Extract to read: Begin

It was split into two experiments where the research hypothesis was tested on young adult listeners without hearing loss in the first experiment and a “cohort of older adults with a wide range of hearing acuity in the second experiment.” A sample size of forty-eight young adults participated in the first experiment, except, two subjects had to be excluded for further analysis because they did not complete the entire protocol. A sample size of thirty-one older adults participated in the second experiment. However, due to their wide age range from 61 to 80 years of age, variation in hearing loss and acuity levels, and inconsistent, nontransparent reporting of overall hearing ability, a hearing assessment, vision screening, cognitive assessment, and auditory control task had to be conducted.

Extract to read: End
Data extracts: Begin

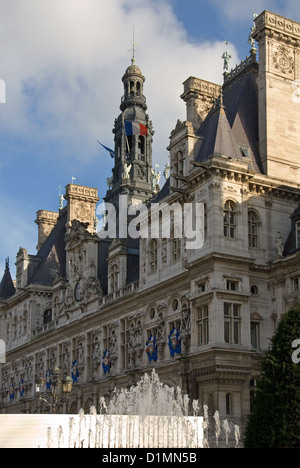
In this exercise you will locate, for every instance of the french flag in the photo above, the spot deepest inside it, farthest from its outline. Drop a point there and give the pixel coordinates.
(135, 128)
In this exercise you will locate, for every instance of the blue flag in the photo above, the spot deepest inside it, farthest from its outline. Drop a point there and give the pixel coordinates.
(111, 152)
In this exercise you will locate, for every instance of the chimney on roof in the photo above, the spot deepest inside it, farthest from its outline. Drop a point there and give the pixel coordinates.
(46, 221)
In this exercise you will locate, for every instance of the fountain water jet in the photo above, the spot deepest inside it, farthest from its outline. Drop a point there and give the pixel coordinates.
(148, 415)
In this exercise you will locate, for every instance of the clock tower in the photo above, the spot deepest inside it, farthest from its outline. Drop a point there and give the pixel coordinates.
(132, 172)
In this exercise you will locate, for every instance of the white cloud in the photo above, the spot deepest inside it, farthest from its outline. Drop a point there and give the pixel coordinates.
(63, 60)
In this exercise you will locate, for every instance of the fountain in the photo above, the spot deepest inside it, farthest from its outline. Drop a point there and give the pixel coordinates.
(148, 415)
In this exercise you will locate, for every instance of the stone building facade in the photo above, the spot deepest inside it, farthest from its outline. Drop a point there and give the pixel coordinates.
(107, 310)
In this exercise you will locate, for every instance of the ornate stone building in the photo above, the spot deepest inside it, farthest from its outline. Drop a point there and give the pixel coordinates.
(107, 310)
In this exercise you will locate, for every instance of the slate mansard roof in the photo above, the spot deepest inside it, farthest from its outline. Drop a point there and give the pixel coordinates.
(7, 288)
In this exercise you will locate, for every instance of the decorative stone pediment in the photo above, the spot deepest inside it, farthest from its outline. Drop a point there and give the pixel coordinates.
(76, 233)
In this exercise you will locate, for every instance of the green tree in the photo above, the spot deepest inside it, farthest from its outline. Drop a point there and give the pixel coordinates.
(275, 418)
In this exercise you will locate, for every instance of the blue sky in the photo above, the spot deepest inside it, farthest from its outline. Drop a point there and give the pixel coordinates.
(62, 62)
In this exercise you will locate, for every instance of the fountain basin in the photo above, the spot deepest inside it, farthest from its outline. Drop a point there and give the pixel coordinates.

Data extracts: End

Assignment A — For each statement, say whether it agrees with the passage on the hearing experiments, and quote the words from the passage that decide it: (i) Forty-eight young adults took part in the first experiment. (ii) The older adults in the second experiment were between 61 and 80 years of age. (iii) Two older adults were excluded because they did not complete the entire protocol.
Assignment B — Write the next part of the passage on the hearing experiments, continuing from its last sentence.

Your response A —
(i) Yes: "A sample size of forty-eight young adults participated in the first experiment"
(ii) Yes: "their wide age range from 61 to 80 years of age"
(iii) No: "A sample size of forty-eight young adults participated in the first experiment, except, two subjects had to be excluded for further analysis because they did not complete the entire protocol."

Your response B —
It was found that all the subjects of older adults had on average slight hearing loss of 16-25 dB to mild hearing loss of 26-40 dB. None of them showed any signs of dementia or Alzheimer’s. All of them were found to be able to see the captions well enough without any difficulty. And they showed the ability to understand speech clearly enough at a certain threshold in the noise environments, which were the noise environments with an SNR of +3 dB and +7 dB. Despite having different types of subjects, both experiments were conducted in the same manner. Ninety propositionally dense sentences each containing eighteen words in length covering diverse topics in science, nature, and history were presented. They were presented in two blocks of forty-five sentences with one block presented without text-captioning and the other one with text-captioning. Both blocks were presented in the three noise environments of no noise and the two SNR levels of +7 and +3 dB. Data was collected for immediate speech recall by having the subjects verbalize aloud as much of a sentence they remembered 5,000ms (i.e., 5 seconds) after the whole sentence disappeared from the screen 1,000ms (i.e., 1 second) after the offset of the final word of the sentence. Then for delayed recognition memory recall, they were instructed to indicate whether they heard a particular sentence from a set of forty-two sentences after each block of forty-five sentences was administered. Finally, for recognition memory confidence they were to rate their confidence in their response on a Likert scale of 1 to 5 (i.e., 1 = no confidence and 5 = complete confidence). The data collected led to the discovery of certain findings.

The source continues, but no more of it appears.